Asked on Monday whether the US had decided to reject referral of the bombing of the hospital at Kunduz to the International Criminal Court (ICC), State Department spokesman Mark Toner replied: "That is a perfectly sound assumption."
The US account of last Saturday’s bombing has changed and changed again. The only constant has been implacable opposition to a credible investigation.
President Bill Clinton signed up to the ICC in 2000, but didn't ask Congress for ratification. Two years later, President George W Bush rescinded the signature. Secretary of state Colin Powell explained that to accept the ICC would be to "undermine US judicial authority." In the meantime, September 11th had happened and the US and its allies had invaded Afghanistan. The Bush administration struck a series of bilateral deals with other countries whereby they promised not to co-operate with the ICC in any attempt to hold a US citizen to account. Countries which refused to provide the undertaking would forfeit eligibility for US military or economic aid.
The American Service-Members’ Protection Act, 2002, authorised the president to use force if necessary to free US personnel detained on behalf of the ICC, irrespective of the circumstances of their detention or the nature of the allegations against them.
War crimes
Bush’s ambassador-at-large for war crimes, Pierre-Richard Prosper, spelt out the administration’s view: “Rather than creating an international mechanism to deal with these issues, it is better to organise an international mandate that authorises states to use their unilateral tools to tackle the problems.”
Those behind the bombing raid on Fallujah in Iraq in November 2004, which resulted in the Nazzal Emergency Hospital operated by an Islamic charity being reduced to rubble, will have known they had effective immunity.In July, the Médecins Sans Frontières facility in Kanduz was closed to new patients for three days after Afghan troops stormed the hospital in pursuit, they said, of "a terrorist". Their commander told Reuters: "I was told he was a member of al-Qaeda being treated at the MSF hospital."
MSF said: “This incident demonstrates a serious lack of respect for the medical mission, which is safeguarded under international humanitarian law.”
Last Saturday’s attack on the hospital hadn’t come out of the blue. There was precedent, too, for the rationale. Fox News quoted “US defence officials” saying: “The incident could have been avoided if the Taliban had not used the hospital as a base.”
MSF responded that even if this were the truth of it, what had happened was a war crime: “These statements imply that Afghan and US forces working together decided to raze to the ground a fully functioning hospital with more than 180 staff and patients because they claim that members of the Taliban were present.”

### [Actions to take]
**a)** List every person named in full in the article on the Kunduz hospital bombing.
**b)** Retype a passage from the article on the Kunduz hospital bombing word for word, starting at the words "The US account" and stopping after "a credible investigation.".
The material that comes next has no connection to the article on the Kunduz hospital bombing.

### [Information supplied]
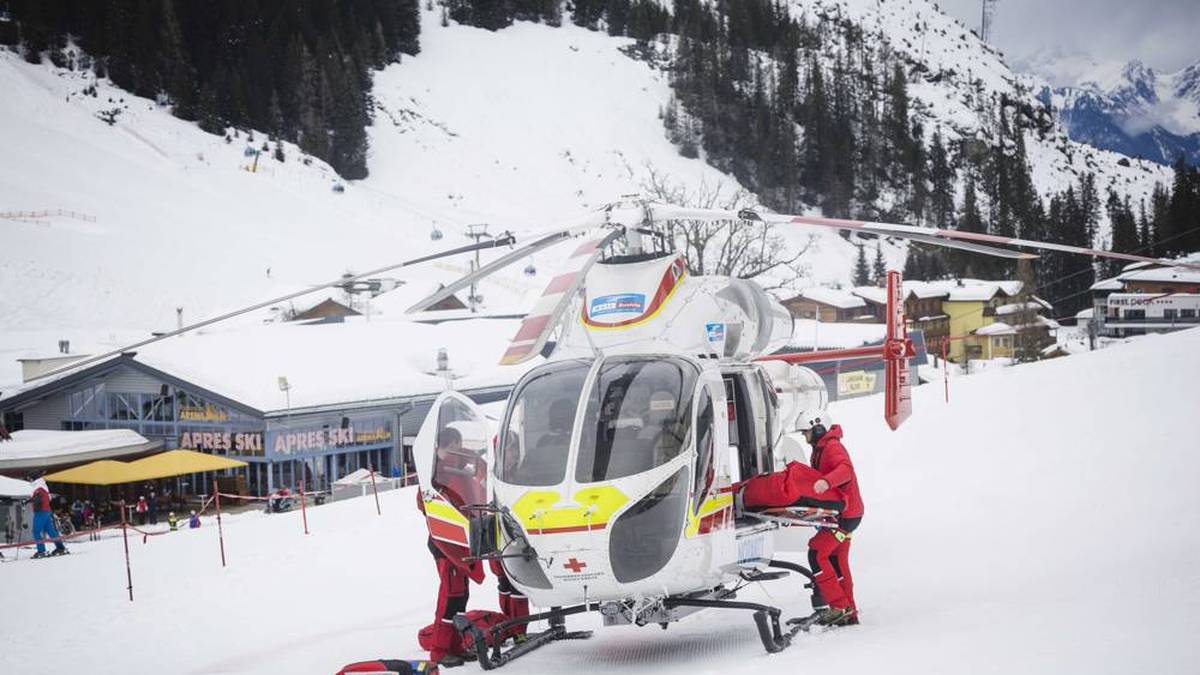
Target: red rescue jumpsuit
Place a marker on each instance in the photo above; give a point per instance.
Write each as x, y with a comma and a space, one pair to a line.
829, 549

### [Task answers]
**a)** Mark Toner, Bill Clinton, George W Bush, Colin Powell, Pierre-Richard Prosper

**b)**
The US account of last Saturday’s bombing has changed and changed again. The only constant has been implacable opposition to a credible investigation.